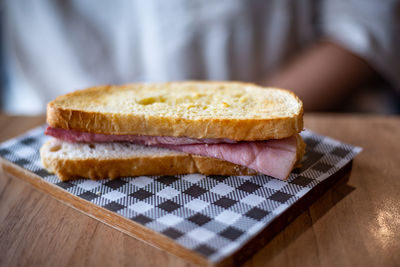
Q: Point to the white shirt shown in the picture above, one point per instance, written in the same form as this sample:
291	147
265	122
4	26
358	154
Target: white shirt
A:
52	47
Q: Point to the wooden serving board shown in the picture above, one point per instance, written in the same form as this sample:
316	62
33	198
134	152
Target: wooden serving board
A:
191	216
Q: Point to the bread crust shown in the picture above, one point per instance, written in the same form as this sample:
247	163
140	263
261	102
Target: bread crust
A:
174	164
111	123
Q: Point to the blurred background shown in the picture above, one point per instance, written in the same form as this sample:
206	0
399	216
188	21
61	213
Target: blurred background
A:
337	55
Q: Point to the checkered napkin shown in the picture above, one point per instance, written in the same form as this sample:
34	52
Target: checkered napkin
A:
212	215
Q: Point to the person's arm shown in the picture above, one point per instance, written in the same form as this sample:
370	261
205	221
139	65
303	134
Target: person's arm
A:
323	75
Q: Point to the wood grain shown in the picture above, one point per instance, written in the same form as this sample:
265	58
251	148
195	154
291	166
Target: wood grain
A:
354	223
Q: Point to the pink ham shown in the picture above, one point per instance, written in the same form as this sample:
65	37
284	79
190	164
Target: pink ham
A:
76	136
272	157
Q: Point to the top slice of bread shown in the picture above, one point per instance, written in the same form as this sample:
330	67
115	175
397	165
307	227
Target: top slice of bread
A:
233	110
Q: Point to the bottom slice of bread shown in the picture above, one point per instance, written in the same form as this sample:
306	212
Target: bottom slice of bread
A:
71	161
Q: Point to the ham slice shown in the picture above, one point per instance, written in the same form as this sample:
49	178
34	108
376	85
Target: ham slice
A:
76	136
272	157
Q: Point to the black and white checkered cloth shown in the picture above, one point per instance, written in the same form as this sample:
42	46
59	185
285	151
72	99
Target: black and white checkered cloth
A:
212	215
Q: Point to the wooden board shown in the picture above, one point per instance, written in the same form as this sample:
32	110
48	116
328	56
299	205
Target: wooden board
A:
140	232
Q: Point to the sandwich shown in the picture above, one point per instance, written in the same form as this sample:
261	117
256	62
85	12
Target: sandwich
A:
213	128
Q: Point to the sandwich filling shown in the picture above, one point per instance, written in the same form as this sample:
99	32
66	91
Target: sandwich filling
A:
275	157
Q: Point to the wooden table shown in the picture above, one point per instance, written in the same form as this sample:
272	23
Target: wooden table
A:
353	224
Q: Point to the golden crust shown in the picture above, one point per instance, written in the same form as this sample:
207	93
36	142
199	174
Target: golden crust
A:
248	129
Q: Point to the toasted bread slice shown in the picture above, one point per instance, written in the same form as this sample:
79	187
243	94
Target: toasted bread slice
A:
238	111
112	160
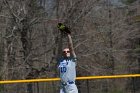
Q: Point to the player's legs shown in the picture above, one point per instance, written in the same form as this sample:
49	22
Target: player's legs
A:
61	90
71	88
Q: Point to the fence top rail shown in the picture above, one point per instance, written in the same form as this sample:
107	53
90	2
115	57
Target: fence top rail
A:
78	78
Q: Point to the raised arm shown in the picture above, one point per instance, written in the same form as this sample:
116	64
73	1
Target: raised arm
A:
71	46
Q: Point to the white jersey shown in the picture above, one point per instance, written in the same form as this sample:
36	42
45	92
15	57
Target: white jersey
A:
67	69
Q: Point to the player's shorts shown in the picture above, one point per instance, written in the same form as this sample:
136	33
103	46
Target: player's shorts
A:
69	88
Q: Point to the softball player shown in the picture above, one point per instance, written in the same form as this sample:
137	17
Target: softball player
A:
67	69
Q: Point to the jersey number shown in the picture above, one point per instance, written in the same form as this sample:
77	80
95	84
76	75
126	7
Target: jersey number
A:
63	69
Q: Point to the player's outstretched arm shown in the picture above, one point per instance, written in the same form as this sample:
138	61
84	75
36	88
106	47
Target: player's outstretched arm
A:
71	46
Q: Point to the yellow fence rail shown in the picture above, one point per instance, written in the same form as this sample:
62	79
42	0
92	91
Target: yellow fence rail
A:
78	78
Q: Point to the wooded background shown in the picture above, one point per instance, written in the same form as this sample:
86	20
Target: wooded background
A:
105	33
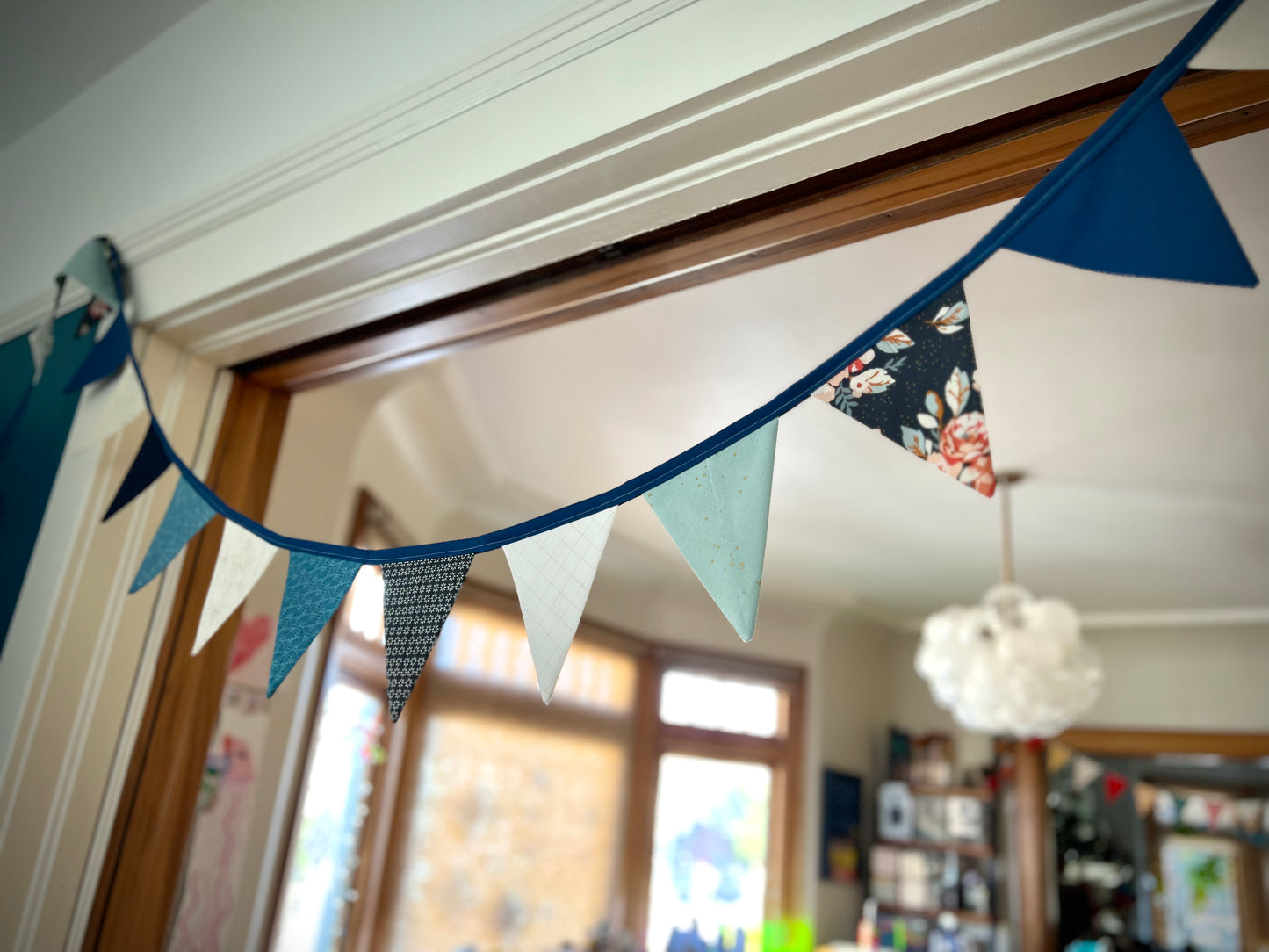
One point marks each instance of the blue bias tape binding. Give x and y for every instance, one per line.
x=1013, y=224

---

(Work required)
Transcribe each entry above exactly, apart from the pictures.

(Response to the exercise)
Q: Point to the white shirt shown in the picture above, one point per instance, written in the same form as this sample:
291	147
265	122
4	26
358	154
Target: white shirt
A:
52	47
Q: Point to the wooden serving board shown in the picture above, one point per instance, written in the same form as this sample:
316	62
33	198
134	152
Target: wooden serving board
A:
191	216
Q: Point to the bread crust shown in the picture above, one point per instance, written in the same form as this sample:
247	163
140	263
261	102
Target: bread crust
A:
174	164
111	123
Q: Point to the blurred background shown in the picture above, one point per instance, written in the same form as this sample:
206	0
399	216
188	21
61	213
Target: blurred background
A:
337	55
Q: Point to the checkered napkin shown in the picture above, one point per instance, written in the same form as this sample:
34	52
Target: checkered napkin
A:
212	215
Q: Point to the person's arm shown in the picture above, one point per instance, written in the same form as this sample:
370	261
205	221
139	65
303	134
Target: person's arm
A:
323	75
Q: Point to the wood grain shown in the picture above, one point per instance, written in the same form as this sample:
265	58
251	148
195	154
291	166
Target: wood grain
A:
354	223
Q: Point to the pink ham shown in the picture above, one point per instance, written in the same form as this sample:
65	37
284	79
190	164
Target: pink ham
A:
76	136
272	157
Q: Point to the top slice of bread shown in the picture above, one point per instance, written in the same form as this sample:
330	67
115	175
397	165
307	227
Target: top slice of bread
A:
233	110
Q: Point to the bottom slice of bread shown in the picture above, one point per instance, written in the same form as this sample:
306	212
Target: bottom slice of bread
A:
71	161
Q: Point to the ham slice shown in the picture above, one point per instance, written in the same form as this sample:
49	178
34	108
376	85
Target: ham slice
A:
76	136
272	157
Q: Point to the black and white checkered cloth shown in the picture above, one point per instance, written in the same form as this sample:
42	46
59	185
285	151
72	99
Target: black and white checkered cloth
A:
212	215
Q: Point to the wooden board shown in the picture above, one point per instance, written in the same form as this sample:
32	110
48	116
328	56
299	205
Target: wooden board
A:
140	232
Q: Point to the sandwich shown in the picture above, one point per instance, written in the same form as this sample:
261	117
256	62
85	12
Target: sandwich
A:
213	128
Q: Point to the sandwich filling shown in the picture above, one point per instance, written in the same form as this sample:
99	32
66	91
Target: sandwich filling
A:
275	157
Q: Point to the wooden table shown in the picture above, one point per instance, written in the same form as this sample:
272	23
Target: wooden table
A:
353	224
Q: Point to the golden crust shown in the picture above, one point per instance, written in the same form as this sample:
207	93
36	142
199	174
Target: golden crust
A:
248	129
Q: Point to the toasted bread slice shown in the picture above, one point per instance, written in the same form as this sample:
79	187
243	94
Target: toasted bread slice
A:
238	111
112	160
Q: Point to the player's legs shown in the picture above, one point per instance, written in the same form as this sample:
49	22
Target: player's legs
A:
61	90
71	88
Q: Point to the fence top rail shown in the picture above, one point per instance, written in the same form as this sample:
107	53
90	2
115	57
Target: fence top rail
A:
78	78
Q: Point to the raised arm shown in the picture above, one point per instance, written in the same form as this sample:
116	64
73	1
Target: raised arm
A:
71	46
Q: Point to the white jersey shown in the picture above, one point per instance, written in the same form as this sample:
36	42
45	92
15	57
Target: white jersey
A:
67	69
Q: Point to the player's shorts shown in the picture above, one point per instance, written in the same form as this sample:
136	33
103	46
Target: player's shorts
A:
69	88
Q: Point to the softball player shown in the picture above, one point per instance, written in the same form as this sample:
137	17
Target: softball player
A:
67	69
Q: Point to the jersey number shown in the picture above, one point per instance, written in the same form as this sample:
77	80
95	84
76	75
126	7
Target: jersey number
A:
63	69
Q: Point to the player's outstretched arm shown in the picture above, one point per instance, written in the same form as this sample:
138	61
84	75
36	88
106	47
Target: player's outstretched arm
A:
71	46
Q: Point to the yellow fence rail shown in the picture above, one point per instance, written in the same form as this sample:
62	79
42	0
92	91
Target: yellow fence rail
A:
78	78
Q: Point to the wooded background shown in the picture above, one point per instance, written in the same form as this sample:
86	20
Target: wooded background
A:
105	33
One point marks each instance of the blue bias tape binding. Give x and y for every instance, one per line.
x=1013, y=224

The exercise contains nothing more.